Copy all entries without alteration and skip the pictures they hold.

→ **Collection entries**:
- - - -

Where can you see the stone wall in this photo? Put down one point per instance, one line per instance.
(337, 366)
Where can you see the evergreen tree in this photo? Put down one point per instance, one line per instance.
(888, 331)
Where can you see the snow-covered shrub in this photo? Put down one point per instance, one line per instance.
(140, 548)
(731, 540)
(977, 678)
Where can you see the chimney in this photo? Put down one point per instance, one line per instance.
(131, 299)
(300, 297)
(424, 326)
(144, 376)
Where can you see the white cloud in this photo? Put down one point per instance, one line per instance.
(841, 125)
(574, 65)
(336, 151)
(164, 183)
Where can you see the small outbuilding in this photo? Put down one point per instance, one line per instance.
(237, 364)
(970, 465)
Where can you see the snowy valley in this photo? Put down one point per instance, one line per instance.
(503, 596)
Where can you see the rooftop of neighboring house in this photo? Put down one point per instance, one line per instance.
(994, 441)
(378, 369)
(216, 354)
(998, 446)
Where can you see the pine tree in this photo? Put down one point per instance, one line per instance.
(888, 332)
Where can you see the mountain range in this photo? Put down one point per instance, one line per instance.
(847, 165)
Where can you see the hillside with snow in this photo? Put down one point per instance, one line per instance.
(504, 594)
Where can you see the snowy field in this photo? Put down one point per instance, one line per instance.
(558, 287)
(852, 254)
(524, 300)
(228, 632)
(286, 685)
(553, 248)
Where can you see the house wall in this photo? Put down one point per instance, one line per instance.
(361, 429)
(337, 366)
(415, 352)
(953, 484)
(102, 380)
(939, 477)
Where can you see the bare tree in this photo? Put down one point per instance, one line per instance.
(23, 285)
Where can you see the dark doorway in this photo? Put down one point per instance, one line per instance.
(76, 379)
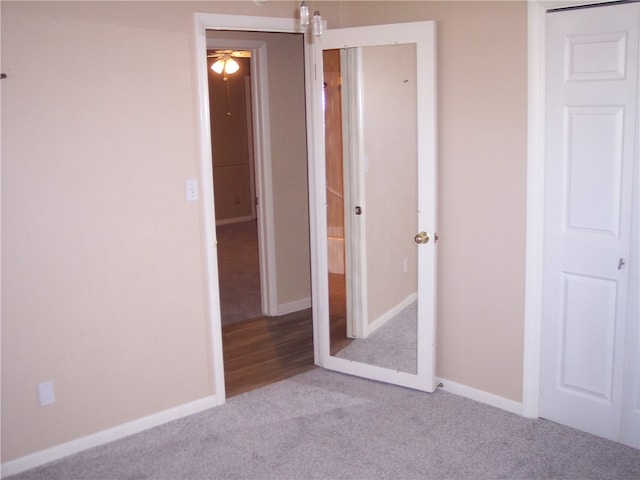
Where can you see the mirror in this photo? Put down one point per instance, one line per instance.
(370, 118)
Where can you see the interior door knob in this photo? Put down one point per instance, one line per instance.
(422, 237)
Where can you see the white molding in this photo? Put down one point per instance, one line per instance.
(535, 211)
(209, 243)
(109, 435)
(294, 306)
(481, 396)
(389, 314)
(229, 221)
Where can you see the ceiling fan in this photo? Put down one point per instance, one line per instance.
(225, 64)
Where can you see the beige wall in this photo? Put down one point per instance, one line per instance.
(102, 269)
(391, 188)
(229, 107)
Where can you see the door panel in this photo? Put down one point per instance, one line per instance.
(591, 132)
(386, 78)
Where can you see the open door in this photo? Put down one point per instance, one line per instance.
(375, 274)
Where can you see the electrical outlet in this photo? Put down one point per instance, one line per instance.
(46, 394)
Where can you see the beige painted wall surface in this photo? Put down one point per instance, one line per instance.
(389, 113)
(102, 271)
(230, 142)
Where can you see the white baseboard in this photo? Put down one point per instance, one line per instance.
(388, 315)
(295, 306)
(480, 396)
(105, 436)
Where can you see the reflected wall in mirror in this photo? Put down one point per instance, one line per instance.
(370, 114)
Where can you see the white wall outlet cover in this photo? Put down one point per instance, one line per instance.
(46, 394)
(191, 190)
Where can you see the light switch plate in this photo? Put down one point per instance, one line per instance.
(46, 394)
(191, 190)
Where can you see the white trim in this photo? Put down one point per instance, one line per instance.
(209, 245)
(481, 396)
(294, 306)
(229, 221)
(535, 211)
(388, 315)
(109, 435)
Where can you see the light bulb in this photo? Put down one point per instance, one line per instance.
(317, 24)
(304, 14)
(231, 66)
(218, 66)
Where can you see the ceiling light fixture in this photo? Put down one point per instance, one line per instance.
(225, 65)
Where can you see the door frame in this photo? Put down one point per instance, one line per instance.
(202, 23)
(536, 22)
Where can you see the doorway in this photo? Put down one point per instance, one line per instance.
(261, 345)
(582, 317)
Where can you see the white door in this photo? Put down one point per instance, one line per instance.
(395, 147)
(588, 379)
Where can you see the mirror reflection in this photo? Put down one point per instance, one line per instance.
(370, 110)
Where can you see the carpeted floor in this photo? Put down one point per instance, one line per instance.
(239, 271)
(394, 345)
(325, 425)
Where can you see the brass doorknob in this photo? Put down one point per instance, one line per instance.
(422, 237)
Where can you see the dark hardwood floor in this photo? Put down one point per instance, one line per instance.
(269, 349)
(266, 350)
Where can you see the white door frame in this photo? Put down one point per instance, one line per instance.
(204, 22)
(536, 19)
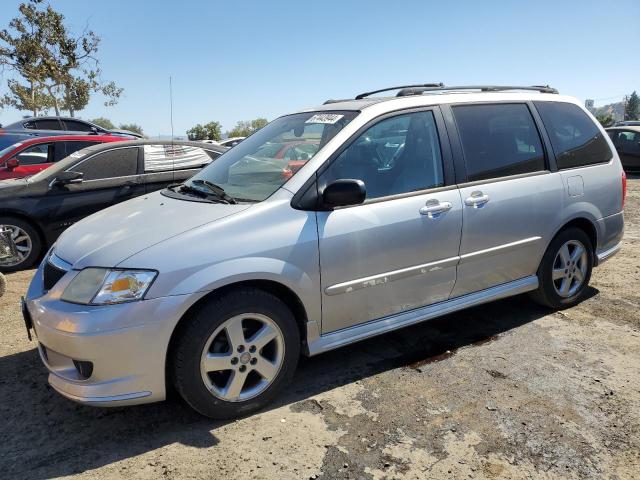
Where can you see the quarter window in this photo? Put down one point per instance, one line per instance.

- - - -

→ **Answer to the exercise**:
Where can you see the stone wall in this photo? Put down one point per instance, one line per instance.
(337, 366)
Where can you see the evergreen tree in this photo? Put down one point per instance, one line per instance.
(888, 331)
Where can you see the snow-covered shrub in this photo? Put down one point per instance, one line per instance.
(140, 548)
(731, 540)
(977, 678)
Where can you see the chimney in this photo? Put down one point per instance, one line per instance.
(131, 299)
(300, 297)
(424, 326)
(144, 376)
Where can you see the white cloud in this photo? Put down one point per instance, one line per instance.
(841, 125)
(574, 65)
(336, 151)
(164, 183)
Where can you see the small outbuilding in this photo? Put down one point per instance, one line per instance.
(237, 364)
(970, 465)
Where can you see the snowy valley in this photo? Put down one point per instance, one line per instance.
(503, 596)
Where can you see the rooftop of neighboring house in this photo? Put down one point per instance, one line per instance.
(994, 441)
(378, 369)
(216, 354)
(998, 446)
Where can you see the pine tree in this photo? Put down one point per instance, one line per instance.
(888, 332)
Where can you see the mountain range in this photo? Put down one point per instance, one line per instance.
(847, 165)
Where can you see the hillside with snow in this photo? Put down one point per instance, one line per instance.
(504, 594)
Where can you see the snowy field in this photo? Put down one point per instance, one line per instance.
(558, 287)
(852, 254)
(524, 300)
(228, 632)
(286, 685)
(553, 248)
Where can you see the house wall in this photo? Put down one point per instance, one line per instance.
(361, 429)
(337, 366)
(415, 352)
(953, 484)
(102, 380)
(939, 477)
Where can you see the bare tree in this photo? Put down one point per instance, one line per instance.
(23, 285)
Where can you see the dark doorway in this photo? Put down one point per instance, one line per instance.
(76, 379)
Where can you see the mirror in this photo? Put down one point per instance, one line per instance.
(370, 118)
Where can you see the interior door knob in this photo? Put down one point per instance, one line per instance.
(422, 237)
Where can you see the white molding in this photo? Put down one point per instance, one line per instance.
(535, 211)
(209, 243)
(109, 435)
(294, 306)
(481, 396)
(389, 314)
(229, 221)
Where can you see the ceiling fan in this photo? Put down one point per instance, one line per instance.
(225, 64)
Where can you see the beige wall in this photo? Put down one point per instance, one line per instance.
(102, 269)
(391, 188)
(229, 107)
Where can you see the door panel in this photo? Put down one point per instance, one line per instance.
(591, 132)
(386, 78)
Where can you see the open door in this photo? Put down one point per instance, one line per instance.
(375, 274)
Where can you see the electrical outlet in this photo? Put down one point per instance, one line per instance.
(46, 394)
Where can you see the beige painted wall surface in this photo? Put down one point per instance, one line per instance.
(389, 113)
(102, 271)
(230, 142)
Where can you see the white baseboard in this photo? Put down one point per instance, one line per instance.
(388, 315)
(295, 306)
(480, 396)
(105, 436)
Where can you see the reflected wall in mirror in this photo? Put down one point per instance, one line per instance.
(370, 114)
Where can you see the white wall outlet cover in this photo? Put down one point per instance, one line per instance.
(46, 394)
(191, 190)
Where can you see the light switch plate in this photo? Put down one point per instance, one line per instance.
(46, 394)
(191, 190)
Where can you see the white trim in this photo? Put down one point per instance, one line per instance.
(209, 245)
(481, 396)
(294, 306)
(229, 221)
(535, 211)
(388, 315)
(109, 435)
Where can you see the light bulb in this photo? Put down one point per instance, one line per instance.
(317, 24)
(304, 14)
(231, 66)
(218, 66)
Where can you see the ceiling light fixture in this photo? Put down one point per instance, one line per instance.
(225, 65)
Where can you see the door frame in this photo? Put down one point per instance, one line per instance.
(202, 23)
(536, 22)
Where can you see the doorway in this photo? Put down one point per instance, one line per instance.
(261, 345)
(582, 317)
Where can you see the white door in this photo? Put down one point per instance, one line per instance.
(395, 147)
(588, 379)
Where can you see the mirror reflection in this photo? Put down one point per instance, one line per instance.
(370, 110)
Where can you see the carpeted floor in this photo? Put down one point per instance, one line per instance.
(239, 271)
(394, 345)
(325, 425)
Where can you see the brass doorknob in this photo? Put down one point per instance, one line per instance.
(422, 237)
Where can you see the dark hardwood floor in this photo? Put down one point per instance, one line per instance.
(269, 349)
(266, 350)
Where can you see the white door frame in this photo? Put down one point per instance, one line per instance.
(204, 22)
(536, 19)
Where can you see the quarter window in this photo? Put down one point per instance, one line per instance.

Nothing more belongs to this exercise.